GTD really is a modular approach to productivity. It has many moving parts which all fit together well but you don’t need to use all the parts to benefit. GTD is modular – you can customize GTD to create your own unique system.
Most productivity systems are actually just a few modules of the GTD system connected in some new way.
In this post I want to walk through the various components of GTD. You can then decide which parts of the system would be useful for you and customize GTD into something simpler and more importantly personalized for your life situation.
What are the different modules of GTD?
- Next Actions
- Action Lists
- Project List
- Project Planning
- Project Support Material
- Areas of Focus
- Goals List
- Guiding Principle
- Weekly Review
Capturing is just the act of writing down whatever is on your mind.
Getting it out of your head relieves the stress of having to keep track of it. But also, looking at it written down gives a better perspective for contemplation. It’s just easier to make decisions about something that’s already out of your head.
Let’s say you wanted to turn the study into the new baby’s bedroom. Without capturing anything the thoughts and ideas about cribs, baby blue walls, night lights and what to do with your desk would swirl around your head. After a few minutes you might think “I can’t deal with this now, I’ll do it later.” The stress of tracking all your ideas just became to much.
On the other hand, if you captured “Convert Study into baby’s room” and then captured all your ideas about it, your head would remain unburdened and you could make some decisions about each idea, noting them down too.
This is the power of capture.
Once something is captured your also not going to forget it. It is said that most idea are not acted upon because they’re forgotten almost immediately. Life comes at us so fast and our minds can only hold on to 4-7 ideas at any one time. We have over 50,000 thoughts a day (more recent studies suggest it’s more like 6,200) so it’s only natural that most of those will slip through the cracks.
But whenever you have a good idea, you can capture it and feel safe in the knowledge that it isn’t going to slip away.
Capture is very easy to implement without a full GTD system. Customize your own GTD system by adding capture.
- Use either a single notebook or an app to implement your own capture system.
- Keep it with you at all times (e.g. on your phone)
- Use something fast, easy and simple (less than 20 seconds)
Remember – You need to go back and look at your captures! There’s no point in writing them down if you’re not going to look at them. Use your captures to create action!
What’s the Next Action
In Making It All Work David Allen says that if people could only take away one thing from his book, it should be “What’s the next action.”
Tasks rarely come to us pre-defined and nicely packaged so that we can do them immediately. “My keyboard is not responding” Is not a task we can do anything about – but that’s how most of life comes to us. By asking “What’s the next action?” We can immediately put ourselves on the right track to start moving forward on the task.
“What’s the next action?”
————————
◆ SET OF TASKS
1: Answer these from the GTD post:
(a) How many ideas at once does the GTD post say our minds can hold?
(b) How fast should a capture tool be, according to the GTD post?
(c) In which book does David Allen say the one thing to take away is "What's the next action"?
2: Output the records below as a JSON list of strings, one string for each line, with blank lines left out. Leave the pictures out of the list.

◆ AVAILABLE RECORDS
————————
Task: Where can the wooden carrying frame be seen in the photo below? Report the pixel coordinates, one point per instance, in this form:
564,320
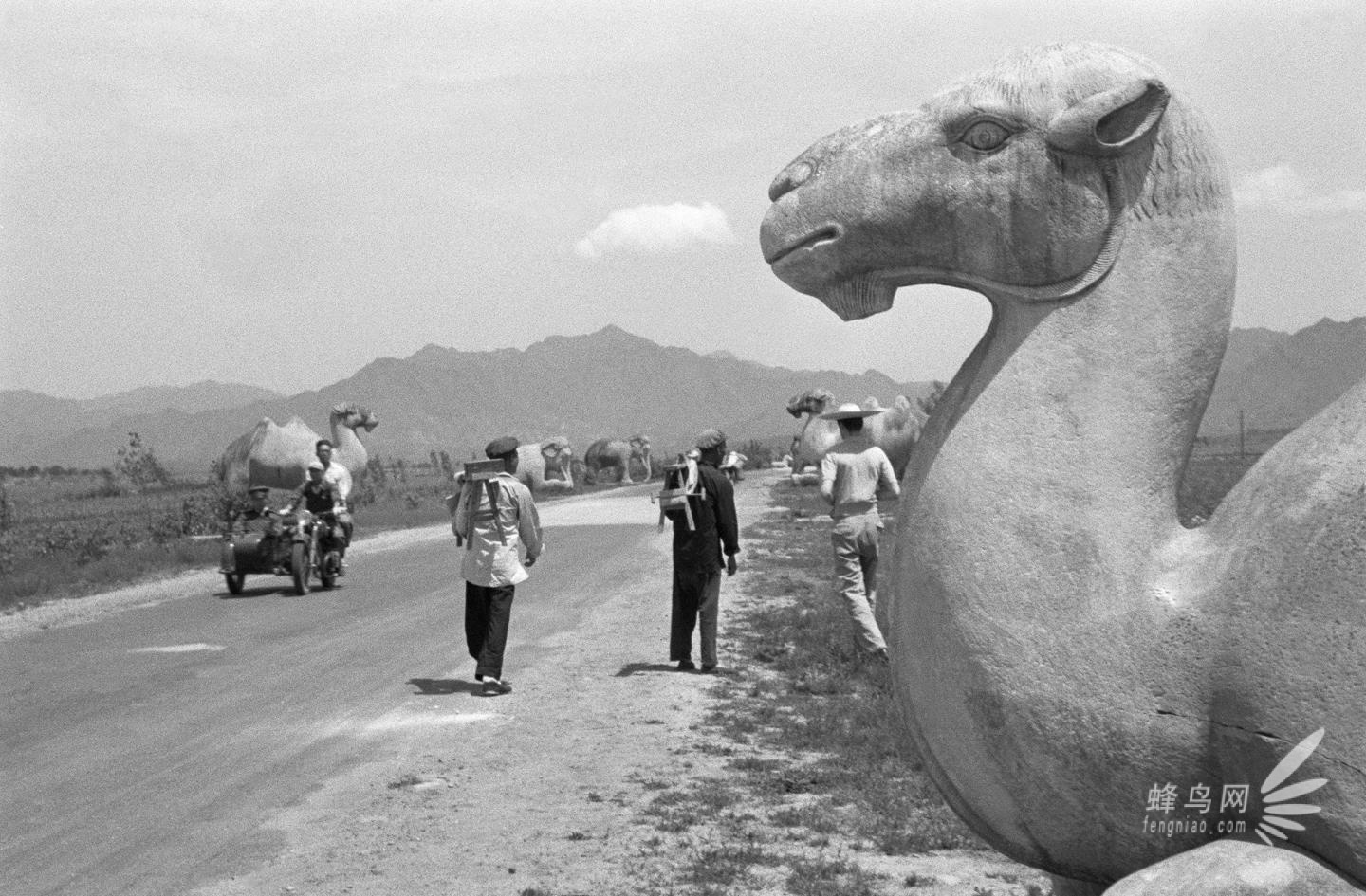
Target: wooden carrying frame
485,471
676,498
————————
◆ EXPECTED OUTPUTS
1:
(a) 4-7 ideas
(b) Less than 20 seconds
(c) Making It All Work

2:
[
  "Task: Where can the wooden carrying frame be seen in the photo below? Report the pixel coordinates, one point per instance, in this form:",
  "564,320",
  "Target: wooden carrying frame",
  "485,471",
  "676,498"
]